### ARTICLE
---+---
The most reliable traffic numbers come from Google Analytics. The below shows the organic growth from one of Jumpfactor’s clients.
This client is in the managed IT industry, which sees very sporadic month over month lead data we can determine that our campaign is going in the right direction due to the consistent traffic growth.
9. SEO Growth
The SEO growth represents the potential for quick organic traffic growth in the future.
As organic traffic will typically only come from keyword ranking on the first page of Google, there is still value in keywords ranked on pages 2 – 10.
This is because it is easier to push a keyword to the front page than to rank for a brand new keyword. To determine this organic potential, we use two main sources.
Using SEMRush’s keyword position tool, we can see how many keywords we have ranking and on which pages.
We can use this information to determine the total SEO growth. Also, this chart will not take seasonality into account as the total number of searches and clicks do not matter just position does.
Below we see the details for the same company we looked at earlier. We see that in addition to actual organic growth the total amount of keywords we are ranking for has gone up as well.
---+---
### PROVIDED RECORDS

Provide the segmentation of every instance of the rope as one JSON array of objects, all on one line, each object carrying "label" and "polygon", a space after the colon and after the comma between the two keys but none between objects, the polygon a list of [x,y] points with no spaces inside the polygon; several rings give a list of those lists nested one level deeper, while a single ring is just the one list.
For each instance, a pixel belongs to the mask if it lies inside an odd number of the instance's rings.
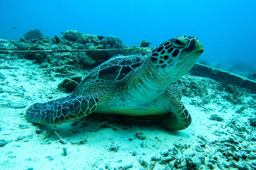
[{"label": "rope", "polygon": [[114,51],[116,50],[132,50],[134,48],[119,48],[112,49],[57,49],[55,50],[35,50],[33,51],[18,51],[14,50],[0,50],[0,54],[33,54],[34,53],[52,53],[53,52],[79,52]]}]

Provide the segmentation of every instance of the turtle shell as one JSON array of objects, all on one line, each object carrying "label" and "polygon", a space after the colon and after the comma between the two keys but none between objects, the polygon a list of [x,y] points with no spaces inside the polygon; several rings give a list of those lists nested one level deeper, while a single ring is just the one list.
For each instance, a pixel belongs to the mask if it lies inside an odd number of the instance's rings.
[{"label": "turtle shell", "polygon": [[[139,67],[147,57],[139,54],[124,56],[118,54],[92,70],[79,85],[92,81],[115,81],[122,80],[136,68]],[[78,85],[73,92],[76,94]]]}]

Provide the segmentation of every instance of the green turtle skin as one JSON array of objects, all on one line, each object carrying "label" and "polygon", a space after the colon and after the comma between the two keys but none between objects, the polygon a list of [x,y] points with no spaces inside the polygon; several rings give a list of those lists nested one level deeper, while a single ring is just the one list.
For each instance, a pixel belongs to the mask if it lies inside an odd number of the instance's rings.
[{"label": "green turtle skin", "polygon": [[94,112],[153,118],[170,130],[184,129],[192,120],[176,82],[203,51],[197,38],[179,36],[148,57],[118,54],[92,70],[71,95],[35,103],[27,109],[26,117],[30,122],[59,124]]}]

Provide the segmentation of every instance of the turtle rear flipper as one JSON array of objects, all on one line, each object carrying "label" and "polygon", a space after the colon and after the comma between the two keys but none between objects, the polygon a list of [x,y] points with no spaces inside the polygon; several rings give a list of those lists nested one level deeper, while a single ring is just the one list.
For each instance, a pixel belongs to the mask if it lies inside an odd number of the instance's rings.
[{"label": "turtle rear flipper", "polygon": [[88,115],[100,106],[98,97],[71,95],[44,103],[35,103],[27,110],[30,122],[58,125]]}]

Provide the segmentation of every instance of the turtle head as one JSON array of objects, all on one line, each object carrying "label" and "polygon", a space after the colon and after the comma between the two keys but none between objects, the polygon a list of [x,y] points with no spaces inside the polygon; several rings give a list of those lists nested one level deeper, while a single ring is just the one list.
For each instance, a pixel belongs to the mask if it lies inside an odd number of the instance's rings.
[{"label": "turtle head", "polygon": [[198,38],[179,36],[153,50],[149,58],[150,64],[158,73],[171,78],[170,81],[174,82],[190,69],[203,49]]}]

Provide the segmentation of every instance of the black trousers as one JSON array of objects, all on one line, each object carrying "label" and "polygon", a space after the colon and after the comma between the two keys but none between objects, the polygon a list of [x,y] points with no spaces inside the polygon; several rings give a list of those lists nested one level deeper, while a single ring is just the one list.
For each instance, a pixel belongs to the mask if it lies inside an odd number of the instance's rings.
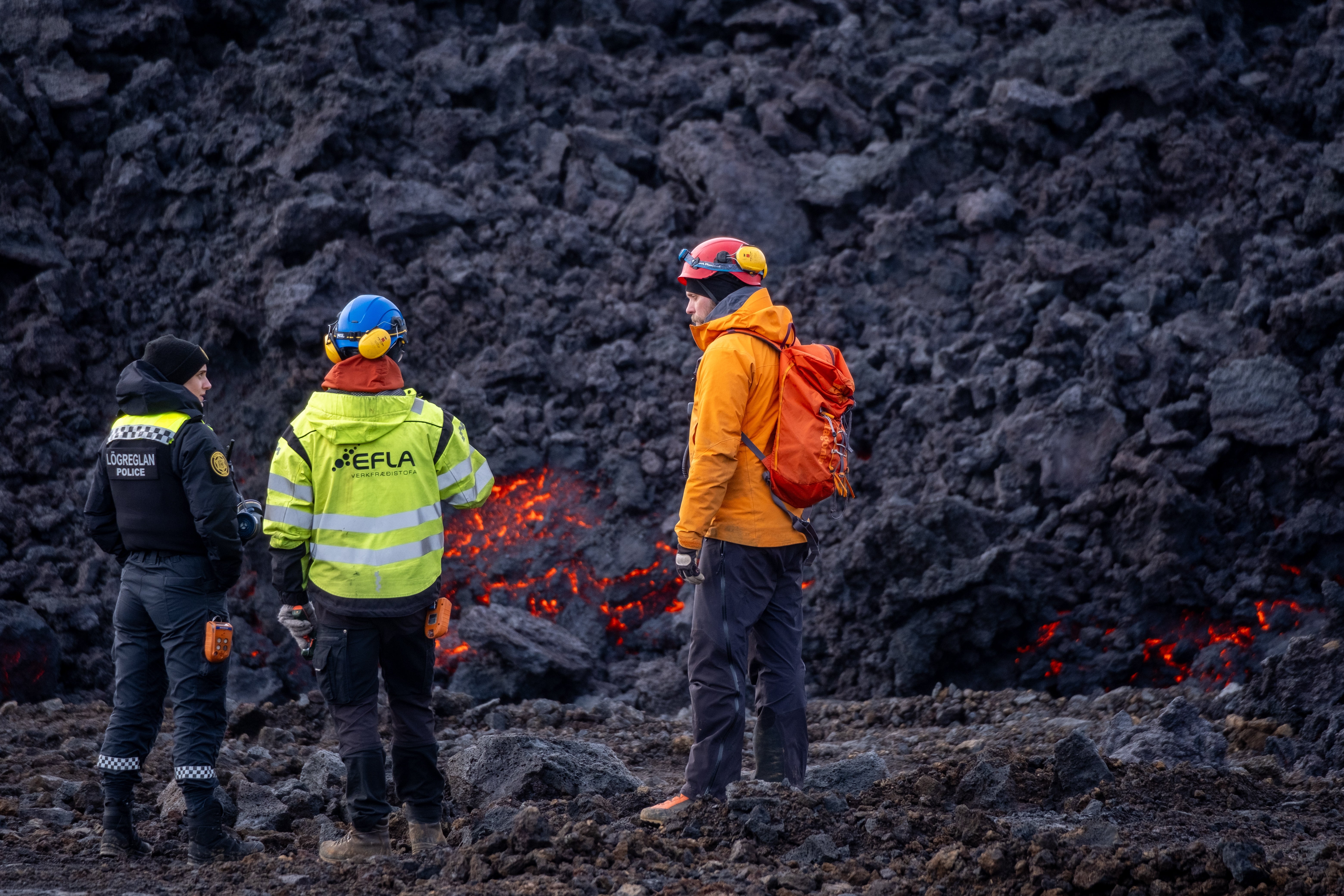
[{"label": "black trousers", "polygon": [[215,756],[224,739],[227,662],[206,661],[206,622],[228,618],[224,591],[206,557],[132,553],[113,611],[117,666],[112,719],[98,751],[103,799],[130,798],[140,766],[173,703],[173,766],[188,814],[212,799]]},{"label": "black trousers", "polygon": [[704,583],[691,609],[691,727],[687,797],[723,798],[742,775],[749,684],[759,740],[777,747],[785,776],[802,785],[808,766],[802,690],[802,562],[806,544],[753,548],[707,539]]},{"label": "black trousers", "polygon": [[437,822],[444,775],[434,740],[434,642],[425,637],[425,611],[405,617],[349,617],[313,602],[317,637],[313,669],[331,704],[345,763],[345,805],[356,830],[380,825],[387,802],[383,742],[378,735],[378,670],[392,713],[392,786],[411,821]]}]

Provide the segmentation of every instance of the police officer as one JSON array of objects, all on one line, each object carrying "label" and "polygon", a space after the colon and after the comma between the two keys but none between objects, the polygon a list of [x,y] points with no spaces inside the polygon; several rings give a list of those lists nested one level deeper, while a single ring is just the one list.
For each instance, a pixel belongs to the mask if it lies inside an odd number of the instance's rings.
[{"label": "police officer", "polygon": [[392,785],[406,807],[411,852],[444,842],[430,686],[434,642],[426,611],[439,598],[442,513],[485,504],[495,484],[466,429],[406,388],[396,360],[406,322],[382,296],[351,301],[328,328],[335,364],[276,446],[263,531],[271,575],[290,607],[310,600],[312,622],[281,607],[332,708],[345,763],[352,830],[321,844],[343,862],[391,852],[378,673],[392,716]]},{"label": "police officer", "polygon": [[145,347],[121,372],[112,433],[98,455],[85,527],[121,563],[113,617],[117,665],[112,719],[98,755],[106,857],[149,852],[132,817],[132,789],[173,704],[173,766],[187,801],[192,862],[259,852],[222,827],[215,755],[224,737],[227,662],[206,658],[206,623],[228,618],[224,590],[242,564],[238,493],[219,439],[204,423],[206,352],[175,336]]}]

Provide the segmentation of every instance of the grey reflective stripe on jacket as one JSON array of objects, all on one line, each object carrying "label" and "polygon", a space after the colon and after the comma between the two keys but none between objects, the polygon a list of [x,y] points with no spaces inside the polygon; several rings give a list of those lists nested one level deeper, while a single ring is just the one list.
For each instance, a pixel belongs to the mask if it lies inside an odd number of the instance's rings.
[{"label": "grey reflective stripe on jacket", "polygon": [[359,563],[363,566],[384,566],[399,563],[401,560],[414,560],[426,553],[444,547],[444,533],[437,532],[427,539],[410,541],[409,544],[394,544],[390,548],[343,548],[335,544],[317,544],[309,547],[313,560],[327,560],[331,563]]}]

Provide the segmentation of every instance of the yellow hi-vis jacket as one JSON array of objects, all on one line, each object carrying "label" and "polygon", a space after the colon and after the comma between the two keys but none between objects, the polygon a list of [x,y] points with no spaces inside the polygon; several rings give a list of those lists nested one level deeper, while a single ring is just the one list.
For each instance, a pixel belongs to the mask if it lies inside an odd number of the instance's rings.
[{"label": "yellow hi-vis jacket", "polygon": [[415,390],[314,392],[276,445],[262,531],[273,548],[306,543],[306,579],[328,594],[405,598],[439,578],[442,510],[478,508],[493,485],[461,420]]}]

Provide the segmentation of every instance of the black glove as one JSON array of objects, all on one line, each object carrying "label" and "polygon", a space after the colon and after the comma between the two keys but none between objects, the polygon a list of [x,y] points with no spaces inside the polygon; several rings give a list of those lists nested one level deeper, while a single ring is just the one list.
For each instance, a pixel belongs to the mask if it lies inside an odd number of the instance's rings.
[{"label": "black glove", "polygon": [[700,572],[700,551],[698,548],[676,545],[676,574],[687,584],[700,584],[704,582],[704,574]]},{"label": "black glove", "polygon": [[302,592],[282,594],[280,595],[280,625],[285,626],[294,642],[298,643],[301,650],[306,650],[313,643],[313,622],[308,618],[308,614],[302,610],[294,614],[294,607],[302,606],[304,602]]}]

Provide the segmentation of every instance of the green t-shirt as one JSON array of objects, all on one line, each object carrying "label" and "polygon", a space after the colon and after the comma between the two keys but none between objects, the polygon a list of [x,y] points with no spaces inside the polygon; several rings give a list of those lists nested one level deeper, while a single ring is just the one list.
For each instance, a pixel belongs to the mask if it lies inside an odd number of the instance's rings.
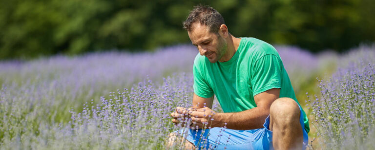
[{"label": "green t-shirt", "polygon": [[[299,105],[277,51],[255,38],[242,38],[234,55],[226,62],[211,63],[198,54],[193,72],[194,93],[205,98],[214,93],[224,112],[254,108],[254,96],[273,88],[281,88],[280,97],[291,98]],[[309,132],[309,120],[302,112]]]}]

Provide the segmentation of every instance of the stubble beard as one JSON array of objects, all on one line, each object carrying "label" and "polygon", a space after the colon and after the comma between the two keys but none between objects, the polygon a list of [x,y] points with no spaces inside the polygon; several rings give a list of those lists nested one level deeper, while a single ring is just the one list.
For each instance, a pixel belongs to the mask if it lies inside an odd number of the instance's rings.
[{"label": "stubble beard", "polygon": [[220,41],[220,42],[219,43],[219,44],[218,45],[218,47],[217,47],[218,50],[218,57],[217,60],[216,61],[216,62],[223,58],[224,54],[225,54],[225,53],[227,52],[227,43],[225,42],[224,39],[223,39],[223,38],[221,37],[219,37],[219,38],[220,38],[219,40]]}]

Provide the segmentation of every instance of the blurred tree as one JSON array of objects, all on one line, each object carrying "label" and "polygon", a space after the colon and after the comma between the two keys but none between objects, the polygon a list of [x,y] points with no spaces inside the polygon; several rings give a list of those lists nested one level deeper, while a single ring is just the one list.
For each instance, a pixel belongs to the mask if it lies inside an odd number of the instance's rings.
[{"label": "blurred tree", "polygon": [[312,51],[375,41],[373,0],[0,0],[0,59],[188,43],[182,23],[201,3],[236,36]]}]

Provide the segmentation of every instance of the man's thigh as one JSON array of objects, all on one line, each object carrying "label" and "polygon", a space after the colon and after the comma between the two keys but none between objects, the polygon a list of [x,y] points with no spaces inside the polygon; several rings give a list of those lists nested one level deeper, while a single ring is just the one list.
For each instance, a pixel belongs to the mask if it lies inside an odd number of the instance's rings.
[{"label": "man's thigh", "polygon": [[[253,144],[270,144],[265,129],[239,130],[222,128],[210,129],[182,129],[175,132],[199,150],[255,150]],[[264,139],[265,138],[265,139]],[[267,141],[263,142],[264,140]]]}]

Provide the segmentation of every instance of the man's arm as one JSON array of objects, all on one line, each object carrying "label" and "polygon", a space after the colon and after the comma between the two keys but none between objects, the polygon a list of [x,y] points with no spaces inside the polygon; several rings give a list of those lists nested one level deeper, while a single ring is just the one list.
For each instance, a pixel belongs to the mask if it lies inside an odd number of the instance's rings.
[{"label": "man's arm", "polygon": [[[212,103],[213,102],[213,96],[208,98],[203,98],[197,95],[194,93],[193,95],[193,108],[199,109],[208,107],[210,109],[212,108]],[[206,105],[205,105],[206,104]]]},{"label": "man's arm", "polygon": [[212,128],[227,126],[228,129],[239,130],[261,128],[270,114],[271,104],[279,98],[279,95],[280,88],[272,88],[258,94],[254,96],[257,107],[241,112],[212,114],[210,113],[212,110],[205,110],[204,112],[202,109],[200,109],[191,112],[190,115],[192,120],[199,125],[208,121],[207,118],[208,115],[213,116]]}]

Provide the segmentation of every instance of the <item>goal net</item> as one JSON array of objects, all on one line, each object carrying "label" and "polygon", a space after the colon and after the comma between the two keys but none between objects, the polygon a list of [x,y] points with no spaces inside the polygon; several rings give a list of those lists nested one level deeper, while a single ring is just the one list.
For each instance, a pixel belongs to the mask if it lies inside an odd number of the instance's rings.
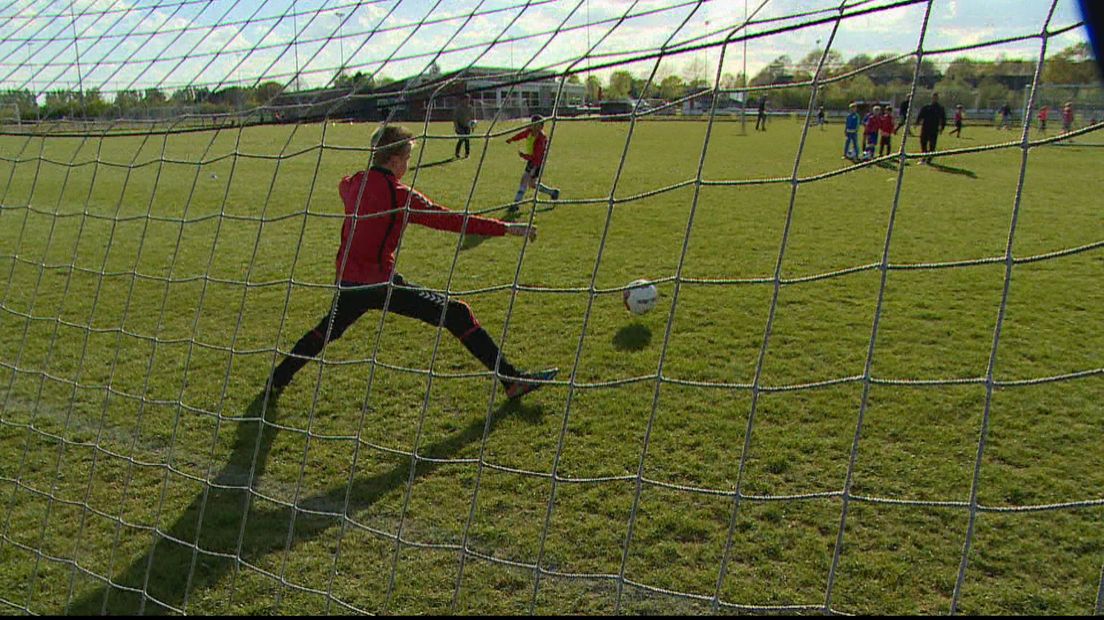
[{"label": "goal net", "polygon": [[[1101,613],[1104,107],[1023,4],[0,7],[0,608]],[[338,325],[395,125],[459,234]]]}]

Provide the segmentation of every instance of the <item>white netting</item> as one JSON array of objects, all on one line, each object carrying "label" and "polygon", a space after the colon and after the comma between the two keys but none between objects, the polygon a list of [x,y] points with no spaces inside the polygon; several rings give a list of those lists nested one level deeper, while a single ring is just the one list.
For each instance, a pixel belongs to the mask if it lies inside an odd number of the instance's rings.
---+---
### SET PROBLEM A
In the SEO growth text, what tool shows how many keywords are ranking and on which pages?
### SET PROBLEM B
Shorten the paragraph of the SEO growth text that begins "This is because it is easier" into a single sentence, keeping its main facts.
### SET PROBLEM C
Pick up the SEO growth text after its final sentence and carry it on.
The material has nothing to do with the SEO text.

### WRITTEN RESPONSE A
SEMRush's keyword position tool.

### WRITTEN RESPONSE B
Pushing a keyword to the front page is easier than ranking for a brand new one, and two main sources are used to gauge this organic potential.

### WRITTEN RESPONSE C
While SEMRush is a great way to see the total number of ranking keywords it also has its flaws.
By valuing all keywords the same, keywords with 10 – 20 impressions will share a value with keywords with 1000’s of impressions.
Google Search console shows us actual impression values. While clicks closely match total organic users, impressions represent your SEO growth and how much potential there is for historical optimization in the future.
Each time a keyword shows up in a search, even on page 10, you will gain one impression.
Therefore, as impressions go up, your visibility will as well.
By looking at SEMRush organic growth and Search Console impressions, we will see a good idea of SEO growth.
While these KPI’s can be confusing, they are equally as important. If you see consistent negative results from your core KPI’s that probably means your inbound strategy needs an overhaul.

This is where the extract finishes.